* Exercise directions
Every single entry must be reproduced precisely.

* Raw data
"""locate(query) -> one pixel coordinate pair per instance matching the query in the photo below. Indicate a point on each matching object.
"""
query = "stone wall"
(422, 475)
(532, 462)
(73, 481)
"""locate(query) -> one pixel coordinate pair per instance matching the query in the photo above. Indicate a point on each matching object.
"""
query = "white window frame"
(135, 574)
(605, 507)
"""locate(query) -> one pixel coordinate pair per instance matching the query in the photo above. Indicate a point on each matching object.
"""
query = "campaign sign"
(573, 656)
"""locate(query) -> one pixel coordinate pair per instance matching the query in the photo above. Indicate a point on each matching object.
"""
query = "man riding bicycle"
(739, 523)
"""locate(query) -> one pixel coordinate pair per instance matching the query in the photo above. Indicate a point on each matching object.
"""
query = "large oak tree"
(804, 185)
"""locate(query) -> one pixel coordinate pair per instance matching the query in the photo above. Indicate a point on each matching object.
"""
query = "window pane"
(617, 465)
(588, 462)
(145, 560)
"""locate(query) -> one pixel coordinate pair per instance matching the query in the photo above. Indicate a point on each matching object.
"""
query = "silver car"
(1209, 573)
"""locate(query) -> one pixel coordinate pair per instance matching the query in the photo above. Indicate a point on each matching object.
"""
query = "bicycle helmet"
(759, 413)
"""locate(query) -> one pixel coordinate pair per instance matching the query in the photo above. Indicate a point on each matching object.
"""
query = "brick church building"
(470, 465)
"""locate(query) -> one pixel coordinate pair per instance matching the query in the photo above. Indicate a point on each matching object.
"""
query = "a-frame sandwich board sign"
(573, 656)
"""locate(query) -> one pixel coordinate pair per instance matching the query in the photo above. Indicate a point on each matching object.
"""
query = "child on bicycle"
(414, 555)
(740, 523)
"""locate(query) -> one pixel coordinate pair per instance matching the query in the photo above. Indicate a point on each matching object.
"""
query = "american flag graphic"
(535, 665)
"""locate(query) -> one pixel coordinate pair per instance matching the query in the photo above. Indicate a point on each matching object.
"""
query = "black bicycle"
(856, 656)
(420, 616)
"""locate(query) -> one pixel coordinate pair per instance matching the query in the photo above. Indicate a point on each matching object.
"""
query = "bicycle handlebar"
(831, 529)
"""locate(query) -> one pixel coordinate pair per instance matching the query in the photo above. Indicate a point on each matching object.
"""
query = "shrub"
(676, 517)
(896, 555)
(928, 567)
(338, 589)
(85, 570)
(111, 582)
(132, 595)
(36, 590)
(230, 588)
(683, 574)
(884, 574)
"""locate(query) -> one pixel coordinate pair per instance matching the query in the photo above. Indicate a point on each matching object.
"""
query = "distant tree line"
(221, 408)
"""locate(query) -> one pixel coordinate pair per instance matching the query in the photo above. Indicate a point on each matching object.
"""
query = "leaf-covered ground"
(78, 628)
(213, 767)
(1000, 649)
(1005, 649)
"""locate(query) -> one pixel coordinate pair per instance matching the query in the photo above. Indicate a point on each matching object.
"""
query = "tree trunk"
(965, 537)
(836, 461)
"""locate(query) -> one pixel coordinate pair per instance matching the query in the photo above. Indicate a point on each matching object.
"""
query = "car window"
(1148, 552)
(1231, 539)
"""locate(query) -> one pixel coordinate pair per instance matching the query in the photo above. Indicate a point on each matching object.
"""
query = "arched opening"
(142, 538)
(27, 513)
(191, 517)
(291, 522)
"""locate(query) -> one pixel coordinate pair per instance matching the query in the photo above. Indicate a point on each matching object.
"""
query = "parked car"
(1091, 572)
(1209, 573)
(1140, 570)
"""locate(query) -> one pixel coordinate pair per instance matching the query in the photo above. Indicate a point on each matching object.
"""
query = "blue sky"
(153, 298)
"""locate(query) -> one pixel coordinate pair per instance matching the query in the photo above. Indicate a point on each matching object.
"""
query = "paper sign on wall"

* Response below
"""locate(query) -> one pixel coordinate pair per instance matching the query in the photo below. Indicate a point on each matching object.
"""
query = "stone wall"
(422, 475)
(532, 462)
(73, 481)
"""locate(query) -> one pixel coordinate pair per instance matching the query in the photo above. Indicate a point on each matching object.
"""
query = "white window frame"
(135, 574)
(605, 507)
"""locate(query) -> one pixel coordinate pair per instance matching the query in the photo above. Indicate a point on each matching object.
"""
query = "campaign sign"
(573, 656)
"""locate(query) -> one pixel coordinate pair per instance matching the query in the photo above. Indicate a point on each matching object.
"""
query = "man riding bicycle"
(739, 523)
"""locate(query) -> one pixel coordinate pair per instance matching the query in the photo above. Indicate a point on each matching object.
"""
query = "large oak tree"
(804, 185)
"""locate(query) -> one pixel coordinate pair per instance matching the query in the photo above. Indicate a point on each matching object.
"""
query = "window pane"
(617, 465)
(588, 462)
(145, 560)
"""locate(query) -> one pixel coordinate pair per instance matching the query in the photo above. Indicate a point on each matching object.
"""
query = "silver car"
(1209, 573)
"""locate(query) -> one pixel coordinate pair per instance matching the query in the photo above. Indicate a point on each matching object.
"""
query = "bicycle helmet"
(759, 413)
"""locate(query) -> one pixel coordinate pair per instance matching the query in the photo above. Indicate a point on each matching object.
"""
query = "brick church building"
(470, 465)
"""locate(query) -> one pixel coordinate pair per instance matching the query in the photo above. Indicate a point on each matching object.
"""
query = "a-frame sandwich board sign"
(573, 656)
"""locate(query) -> one pixel coordinate pair per instance matching the query in the photo above. Indicate a point on each matching object.
"""
query = "child on bicycle"
(414, 555)
(740, 523)
"""locate(query) -> one pixel coordinate pair per instance matching the query in the photo above. Indicate a point on each matching object.
"""
query = "american flag graphic"
(535, 665)
"""locate(query) -> one pixel coordinate pair per instance matching the query in the photo above. Indicate a point on each matching object.
"""
query = "black bicycle"
(856, 656)
(420, 616)
"""locate(query) -> one pixel coordinate pair per instance matching the query in the photo above. Indicate a point on each matching object.
"""
query = "bicycle handlebar"
(831, 529)
"""locate(query) -> one pixel coordinate pair per instance matching the query in the photo above. Indicate a point on each matching object.
"""
query = "shrub"
(676, 517)
(896, 555)
(928, 567)
(338, 589)
(85, 570)
(111, 582)
(132, 595)
(36, 590)
(230, 588)
(683, 574)
(884, 574)
"""locate(query) -> one pixel coordinate pair per instance matching the query in the photo above. Indicate a point on each matching object.
"""
query = "distant tree line"
(221, 408)
"""locate(query) -> one pixel coordinate pair per instance matching the query in the photo above. Indicate a point on each matching object.
"""
query = "leaf-covered ground"
(78, 628)
(213, 767)
(1000, 649)
(1005, 649)
"""locate(query) -> one pixel coordinate pair per instance matching the query in the photo above. Indicate a point on each matching object.
"""
query = "tree trunk"
(965, 537)
(836, 461)
"""locate(query) -> one pixel coordinate pair per instance matching the query in the photo above. Indicate a point on each matching object.
"""
query = "car window"
(1148, 552)
(1231, 539)
"""locate(query) -> one pixel coordinate pair per instance matching the query in the photo above. Indicate a point on each matching object.
"""
query = "arched opening"
(142, 538)
(27, 513)
(191, 517)
(291, 522)
"""locate(query) -> one pixel coordinate pair per instance matching the query in the photo above. Indicate a point on each matching object.
"""
query = "parked car"
(1091, 572)
(1209, 573)
(1140, 570)
"""locate(query) -> one pixel coordinate pair per instance matching the query in the photo above. Indicate a point on each matching object.
"""
query = "blue sky"
(153, 298)
"""locate(query) -> one pixel coordinate pair per instance matching the query in the photo above. Indicate a point on each matching object.
"""
query = "paper sign on wall"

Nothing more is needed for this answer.